### Brief
Print, unchanged, the lines of the listing from the line with "Which region of the image contains the rear fender?" to the line with "top-left (0, 0), bottom-right (1000, 331)", including both of those lines.

Entries for bounding box labeling:
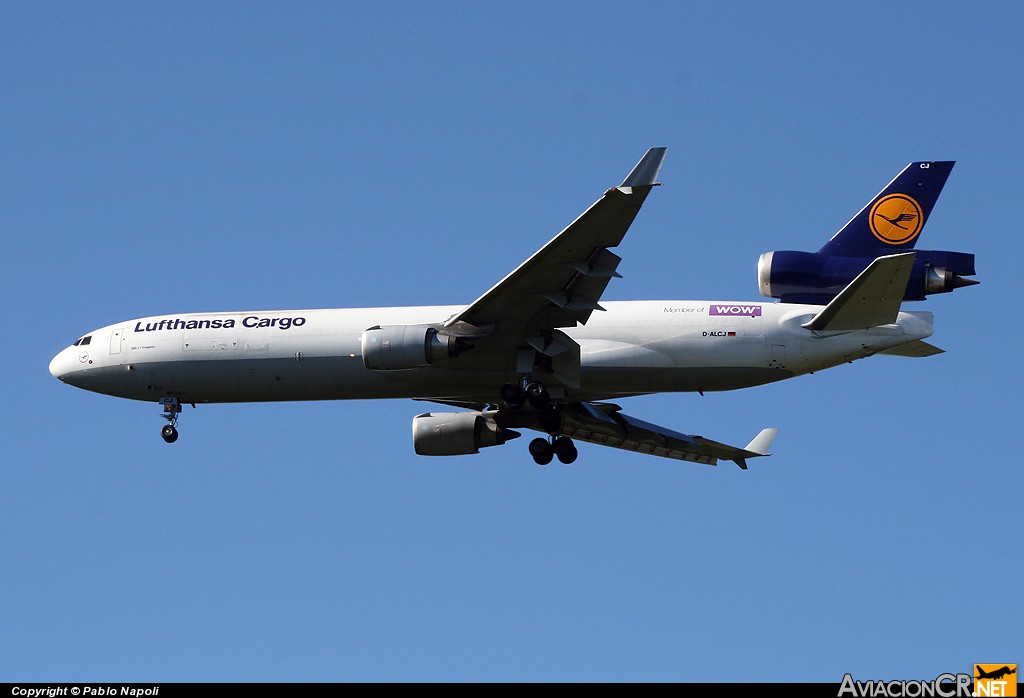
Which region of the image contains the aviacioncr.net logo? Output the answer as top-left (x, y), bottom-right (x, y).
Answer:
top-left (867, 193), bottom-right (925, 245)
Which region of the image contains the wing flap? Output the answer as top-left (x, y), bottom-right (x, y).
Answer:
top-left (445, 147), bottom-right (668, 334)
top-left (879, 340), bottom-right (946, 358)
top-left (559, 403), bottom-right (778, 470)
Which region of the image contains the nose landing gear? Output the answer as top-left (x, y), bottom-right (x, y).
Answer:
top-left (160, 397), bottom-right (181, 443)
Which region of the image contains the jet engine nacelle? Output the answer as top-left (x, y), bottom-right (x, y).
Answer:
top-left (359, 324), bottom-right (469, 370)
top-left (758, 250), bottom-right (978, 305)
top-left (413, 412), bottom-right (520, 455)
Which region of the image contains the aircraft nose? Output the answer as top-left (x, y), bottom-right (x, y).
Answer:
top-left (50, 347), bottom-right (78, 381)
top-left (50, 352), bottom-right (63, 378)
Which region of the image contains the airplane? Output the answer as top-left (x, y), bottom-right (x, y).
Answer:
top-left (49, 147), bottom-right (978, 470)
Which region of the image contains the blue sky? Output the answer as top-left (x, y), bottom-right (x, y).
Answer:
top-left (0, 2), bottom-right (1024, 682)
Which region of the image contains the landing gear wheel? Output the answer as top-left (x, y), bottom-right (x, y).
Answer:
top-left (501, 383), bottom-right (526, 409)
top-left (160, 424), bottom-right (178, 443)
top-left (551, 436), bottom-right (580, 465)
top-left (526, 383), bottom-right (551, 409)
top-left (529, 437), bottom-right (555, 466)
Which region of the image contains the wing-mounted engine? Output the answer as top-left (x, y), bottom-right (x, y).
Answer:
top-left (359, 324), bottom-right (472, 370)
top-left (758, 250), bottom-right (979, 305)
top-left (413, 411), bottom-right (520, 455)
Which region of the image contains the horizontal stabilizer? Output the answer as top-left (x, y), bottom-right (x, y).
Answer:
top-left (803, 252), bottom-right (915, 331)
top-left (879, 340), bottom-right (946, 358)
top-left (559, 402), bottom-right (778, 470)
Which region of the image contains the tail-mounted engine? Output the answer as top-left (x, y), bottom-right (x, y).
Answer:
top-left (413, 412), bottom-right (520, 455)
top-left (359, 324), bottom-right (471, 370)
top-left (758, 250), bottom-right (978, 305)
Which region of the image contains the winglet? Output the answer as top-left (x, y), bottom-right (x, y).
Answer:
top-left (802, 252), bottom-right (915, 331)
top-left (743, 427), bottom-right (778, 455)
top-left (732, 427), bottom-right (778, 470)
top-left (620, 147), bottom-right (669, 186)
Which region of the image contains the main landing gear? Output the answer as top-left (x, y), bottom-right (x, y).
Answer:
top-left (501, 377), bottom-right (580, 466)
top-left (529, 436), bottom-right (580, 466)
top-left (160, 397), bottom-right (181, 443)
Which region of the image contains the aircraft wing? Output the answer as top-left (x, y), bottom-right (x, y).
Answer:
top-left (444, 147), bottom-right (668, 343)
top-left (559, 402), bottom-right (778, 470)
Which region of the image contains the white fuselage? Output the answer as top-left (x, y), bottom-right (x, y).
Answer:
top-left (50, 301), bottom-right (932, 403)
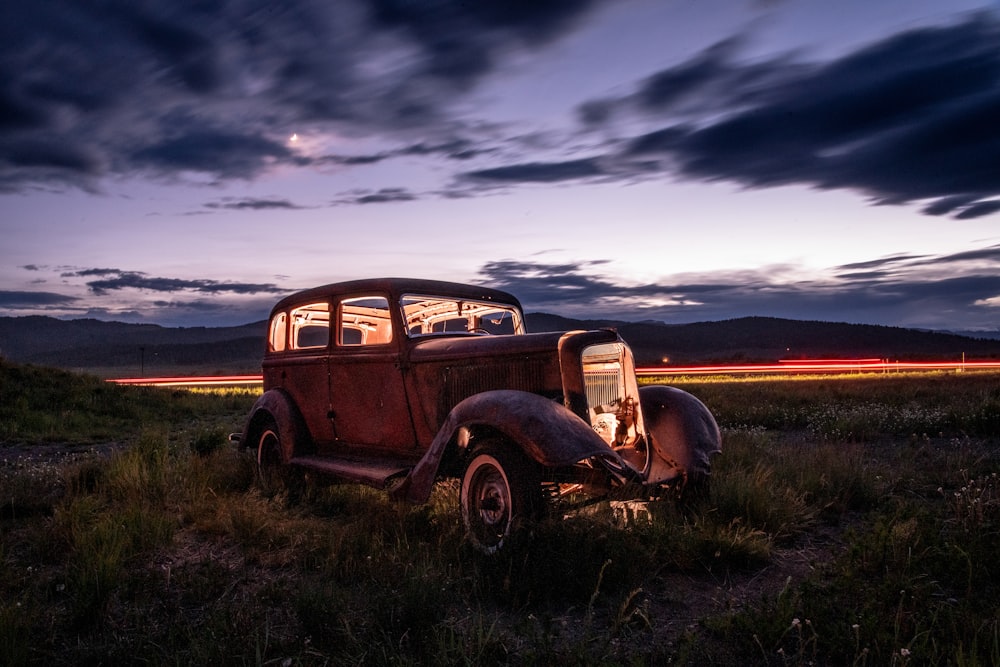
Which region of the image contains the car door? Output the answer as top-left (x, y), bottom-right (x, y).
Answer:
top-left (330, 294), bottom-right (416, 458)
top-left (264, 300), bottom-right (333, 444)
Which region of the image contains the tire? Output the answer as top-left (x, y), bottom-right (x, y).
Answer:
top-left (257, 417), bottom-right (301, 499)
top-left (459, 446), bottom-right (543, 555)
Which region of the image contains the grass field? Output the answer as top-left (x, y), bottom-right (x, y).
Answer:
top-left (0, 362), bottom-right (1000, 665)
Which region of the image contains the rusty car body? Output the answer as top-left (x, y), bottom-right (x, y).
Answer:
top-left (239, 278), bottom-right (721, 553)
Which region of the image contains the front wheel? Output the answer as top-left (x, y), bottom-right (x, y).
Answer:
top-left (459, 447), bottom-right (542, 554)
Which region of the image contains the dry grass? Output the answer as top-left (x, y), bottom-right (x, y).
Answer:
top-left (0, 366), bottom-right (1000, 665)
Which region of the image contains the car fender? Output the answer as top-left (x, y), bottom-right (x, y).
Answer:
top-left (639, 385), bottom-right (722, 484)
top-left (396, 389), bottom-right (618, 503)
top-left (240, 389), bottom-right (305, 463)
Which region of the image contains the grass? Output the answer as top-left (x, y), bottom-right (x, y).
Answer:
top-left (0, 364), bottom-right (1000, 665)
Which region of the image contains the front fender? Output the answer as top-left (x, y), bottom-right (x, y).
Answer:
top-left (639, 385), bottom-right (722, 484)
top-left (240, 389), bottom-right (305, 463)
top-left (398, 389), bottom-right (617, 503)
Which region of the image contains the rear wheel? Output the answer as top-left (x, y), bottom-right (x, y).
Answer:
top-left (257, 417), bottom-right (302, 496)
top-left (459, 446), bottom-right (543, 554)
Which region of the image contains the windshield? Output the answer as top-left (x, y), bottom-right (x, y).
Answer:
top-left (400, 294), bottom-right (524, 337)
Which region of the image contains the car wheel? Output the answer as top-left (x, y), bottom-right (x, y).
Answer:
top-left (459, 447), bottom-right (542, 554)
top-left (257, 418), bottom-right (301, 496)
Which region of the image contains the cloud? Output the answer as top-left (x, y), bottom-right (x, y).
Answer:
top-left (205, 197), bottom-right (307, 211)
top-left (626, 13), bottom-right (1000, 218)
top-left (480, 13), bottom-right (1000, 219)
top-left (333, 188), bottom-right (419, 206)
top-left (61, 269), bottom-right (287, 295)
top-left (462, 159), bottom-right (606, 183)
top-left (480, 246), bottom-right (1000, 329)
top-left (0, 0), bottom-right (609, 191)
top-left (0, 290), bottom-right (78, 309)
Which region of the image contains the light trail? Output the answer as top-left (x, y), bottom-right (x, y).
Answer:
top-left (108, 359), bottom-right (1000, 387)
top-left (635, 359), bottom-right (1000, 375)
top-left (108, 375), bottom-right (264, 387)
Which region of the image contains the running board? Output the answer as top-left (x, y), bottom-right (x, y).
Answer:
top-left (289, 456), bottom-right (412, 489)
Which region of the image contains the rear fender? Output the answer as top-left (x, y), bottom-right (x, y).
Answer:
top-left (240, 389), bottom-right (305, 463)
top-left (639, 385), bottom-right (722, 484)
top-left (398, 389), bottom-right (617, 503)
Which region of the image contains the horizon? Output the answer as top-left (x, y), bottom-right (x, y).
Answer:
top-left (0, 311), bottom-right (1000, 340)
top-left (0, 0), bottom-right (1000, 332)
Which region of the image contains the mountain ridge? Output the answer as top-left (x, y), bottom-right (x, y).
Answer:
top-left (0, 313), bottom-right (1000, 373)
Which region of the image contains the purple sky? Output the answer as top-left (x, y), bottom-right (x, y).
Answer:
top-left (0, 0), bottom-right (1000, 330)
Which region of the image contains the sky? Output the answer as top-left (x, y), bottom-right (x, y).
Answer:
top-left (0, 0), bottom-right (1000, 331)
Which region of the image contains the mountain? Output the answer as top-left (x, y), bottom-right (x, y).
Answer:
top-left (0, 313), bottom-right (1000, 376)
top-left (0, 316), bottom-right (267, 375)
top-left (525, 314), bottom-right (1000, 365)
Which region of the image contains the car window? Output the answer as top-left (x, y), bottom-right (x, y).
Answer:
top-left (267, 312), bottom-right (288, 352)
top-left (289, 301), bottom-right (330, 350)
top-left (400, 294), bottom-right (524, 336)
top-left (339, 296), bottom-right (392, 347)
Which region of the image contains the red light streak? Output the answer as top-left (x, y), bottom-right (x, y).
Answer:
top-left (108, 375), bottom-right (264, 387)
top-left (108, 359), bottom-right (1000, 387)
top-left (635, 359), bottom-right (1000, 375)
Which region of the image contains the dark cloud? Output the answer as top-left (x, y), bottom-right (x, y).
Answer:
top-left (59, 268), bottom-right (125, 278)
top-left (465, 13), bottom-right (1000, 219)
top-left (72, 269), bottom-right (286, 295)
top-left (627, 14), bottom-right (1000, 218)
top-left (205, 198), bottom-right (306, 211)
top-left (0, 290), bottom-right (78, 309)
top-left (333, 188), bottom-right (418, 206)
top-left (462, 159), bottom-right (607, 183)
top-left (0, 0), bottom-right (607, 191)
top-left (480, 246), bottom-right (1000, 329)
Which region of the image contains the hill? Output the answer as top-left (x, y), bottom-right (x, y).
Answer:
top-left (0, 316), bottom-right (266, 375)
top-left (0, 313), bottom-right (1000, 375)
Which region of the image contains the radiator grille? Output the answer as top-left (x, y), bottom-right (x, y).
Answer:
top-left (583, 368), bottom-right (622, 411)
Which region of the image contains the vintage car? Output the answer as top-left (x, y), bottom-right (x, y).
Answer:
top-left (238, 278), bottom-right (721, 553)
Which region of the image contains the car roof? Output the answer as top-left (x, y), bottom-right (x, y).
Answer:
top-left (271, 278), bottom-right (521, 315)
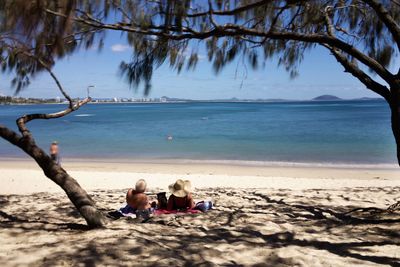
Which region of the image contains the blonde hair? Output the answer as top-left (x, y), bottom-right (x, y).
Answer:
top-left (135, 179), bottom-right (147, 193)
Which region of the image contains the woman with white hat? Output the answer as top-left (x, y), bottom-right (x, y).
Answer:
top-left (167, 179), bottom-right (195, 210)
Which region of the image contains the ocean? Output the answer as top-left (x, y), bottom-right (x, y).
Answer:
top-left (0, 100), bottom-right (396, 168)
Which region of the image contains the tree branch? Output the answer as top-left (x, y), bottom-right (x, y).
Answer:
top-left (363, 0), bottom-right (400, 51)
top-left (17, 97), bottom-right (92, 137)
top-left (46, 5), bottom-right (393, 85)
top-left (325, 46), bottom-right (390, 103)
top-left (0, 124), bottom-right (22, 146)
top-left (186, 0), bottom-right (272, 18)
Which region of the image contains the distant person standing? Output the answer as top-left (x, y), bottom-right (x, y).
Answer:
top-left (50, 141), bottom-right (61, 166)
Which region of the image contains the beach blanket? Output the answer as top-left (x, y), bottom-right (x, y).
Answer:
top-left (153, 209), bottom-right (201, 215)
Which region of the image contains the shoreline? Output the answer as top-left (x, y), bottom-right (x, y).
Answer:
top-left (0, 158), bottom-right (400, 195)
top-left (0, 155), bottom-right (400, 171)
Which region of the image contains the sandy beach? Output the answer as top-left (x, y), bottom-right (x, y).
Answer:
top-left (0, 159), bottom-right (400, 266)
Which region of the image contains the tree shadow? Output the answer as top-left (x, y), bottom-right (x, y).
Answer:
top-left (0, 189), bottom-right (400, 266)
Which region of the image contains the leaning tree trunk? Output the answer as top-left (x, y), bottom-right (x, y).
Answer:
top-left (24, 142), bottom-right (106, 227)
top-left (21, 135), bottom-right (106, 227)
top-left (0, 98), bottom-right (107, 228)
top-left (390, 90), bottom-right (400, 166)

### Solution for this task
Which region of the image contains the rear fender? Output the answer as top-left (x, y), bottom-right (x, y).
Answer:
top-left (240, 389), bottom-right (305, 463)
top-left (639, 385), bottom-right (722, 484)
top-left (398, 389), bottom-right (617, 503)
Which region of the image contains the horizon? Output the answer as top-left (x, y), bottom-right (x, y).
Answer:
top-left (0, 311), bottom-right (1000, 340)
top-left (0, 0), bottom-right (1000, 332)
Which region of the image contains the mountain ridge? Output the answer as top-left (x, y), bottom-right (x, y).
Answer:
top-left (0, 313), bottom-right (1000, 373)
Which region of the image contains the purple sky? Output the answer as top-left (x, y), bottom-right (x, y).
Answer:
top-left (0, 0), bottom-right (1000, 330)
Which region of the image contains the sky? Output the answer as top-left (x, y), bottom-right (x, y).
Answer:
top-left (0, 0), bottom-right (1000, 331)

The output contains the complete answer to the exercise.